**Written exercise:** Put all of the records below into a numbered list, leaving out any blank lines.

**Supplied entries:**
• • • •
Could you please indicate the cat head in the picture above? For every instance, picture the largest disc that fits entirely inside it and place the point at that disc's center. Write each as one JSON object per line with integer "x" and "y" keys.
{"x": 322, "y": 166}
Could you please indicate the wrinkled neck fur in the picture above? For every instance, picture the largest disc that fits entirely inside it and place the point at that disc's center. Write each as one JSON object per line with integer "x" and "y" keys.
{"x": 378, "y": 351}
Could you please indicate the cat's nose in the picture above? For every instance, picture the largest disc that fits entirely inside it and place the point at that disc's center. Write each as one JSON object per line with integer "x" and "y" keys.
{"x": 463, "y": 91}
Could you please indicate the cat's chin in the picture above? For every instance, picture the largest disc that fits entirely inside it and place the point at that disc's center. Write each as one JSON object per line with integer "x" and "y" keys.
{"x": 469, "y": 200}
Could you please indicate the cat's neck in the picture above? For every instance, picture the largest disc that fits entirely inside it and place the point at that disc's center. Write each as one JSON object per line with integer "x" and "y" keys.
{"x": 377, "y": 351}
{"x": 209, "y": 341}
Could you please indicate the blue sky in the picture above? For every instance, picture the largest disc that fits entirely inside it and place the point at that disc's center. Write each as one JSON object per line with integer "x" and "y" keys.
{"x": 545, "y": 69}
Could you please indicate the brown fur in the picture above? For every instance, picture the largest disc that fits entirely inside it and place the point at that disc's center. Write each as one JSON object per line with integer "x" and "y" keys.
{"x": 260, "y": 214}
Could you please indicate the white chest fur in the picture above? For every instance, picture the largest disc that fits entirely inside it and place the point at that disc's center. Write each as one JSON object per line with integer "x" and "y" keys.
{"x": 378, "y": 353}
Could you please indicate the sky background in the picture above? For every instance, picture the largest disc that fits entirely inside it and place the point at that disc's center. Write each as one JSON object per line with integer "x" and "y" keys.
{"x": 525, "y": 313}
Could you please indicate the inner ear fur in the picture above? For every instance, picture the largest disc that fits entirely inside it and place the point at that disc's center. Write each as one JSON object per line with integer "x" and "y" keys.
• • • •
**Result of the exercise:**
1. Could you please indicate the cat head in the picture above? For every instance, picture the largest disc that fits entirely inside it and place the point at that disc's center. Write each as one JSON object per line with integer "x" and "y" keys.
2. {"x": 322, "y": 166}
3. Could you please indicate the wrinkled neck fur in the picture above? For every instance, picture the largest disc that fits entirely inside it and place the point at that disc's center. Write each as one JSON object per line with integer "x" and "y" keys.
4. {"x": 378, "y": 351}
5. Could you please indicate the cat's nose in the picture above? For every instance, picture the largest disc that fits entirely inside it and place the point at that disc's center. Write each as one JSON object per line with integer "x" and "y" keys.
6. {"x": 463, "y": 91}
7. Could you please indicate the cat's chin in the picture above? For every instance, picture the largest disc that fits entirely inside it and place the point at that disc's center. Write each as one JSON object per line with integer "x" and "y" keys.
8. {"x": 469, "y": 200}
9. Could you please indicate the cat's neck in the picture above? For every instance, picture the largest disc that fits entirely inside it and place the point at that disc's center. Write each as one JSON object per line with integer "x" and "y" keys.
10. {"x": 377, "y": 351}
11. {"x": 209, "y": 341}
12. Could you please indicate the blue sky in the picture above? For every instance, picture the largest disc that fits entirely inside it and place the point at that disc's center. Write each as one JSON object per line with integer "x" and "y" keys.
13. {"x": 545, "y": 69}
14. Could you please indicate the brown fur in the picture above? For every instance, picture the largest disc that fits entirely inside it and place the point at that disc's center. Write each as one JSON object per line with integer "x" and "y" keys.
15. {"x": 260, "y": 214}
16. Could you please indicate the white chest fur in the picture above? For every instance, picture the largest disc that fits entirely inside it and place the point at that disc's center. Write each as one JSON object per line with integer "x" and "y" keys.
17. {"x": 378, "y": 353}
18. Could you please indicate the sky background in the picture above? For every instance, picture the largest disc that fits entirely inside it and place the point at that disc's center. Write each as one JSON object per line with integer "x" and "y" keys.
19. {"x": 525, "y": 313}
20. Could you please indicate the inner ear fur in the picture above? For every instance, picture the largest disc that fits entirely inside it and place the point at that disc's center. Write each as one JSON object per line with integer "x" and "y" keys.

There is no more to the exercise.